> **The problem**
Turn the records below into a numbered list, one line per item, skipping any blank lines and leaving the pictures out.

□ □ □

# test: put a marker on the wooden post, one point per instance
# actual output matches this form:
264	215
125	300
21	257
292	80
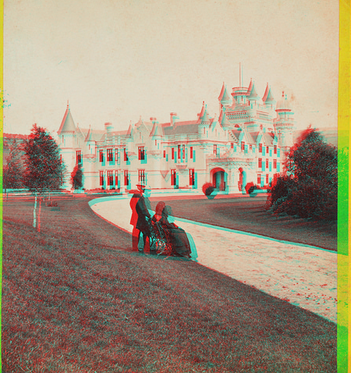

□ □ □

> **The response**
1. # test: put a marker on the wooden post, one point per instance
2. # actual output matches this form:
3. 264	215
4. 125	300
5. 21	257
6. 292	80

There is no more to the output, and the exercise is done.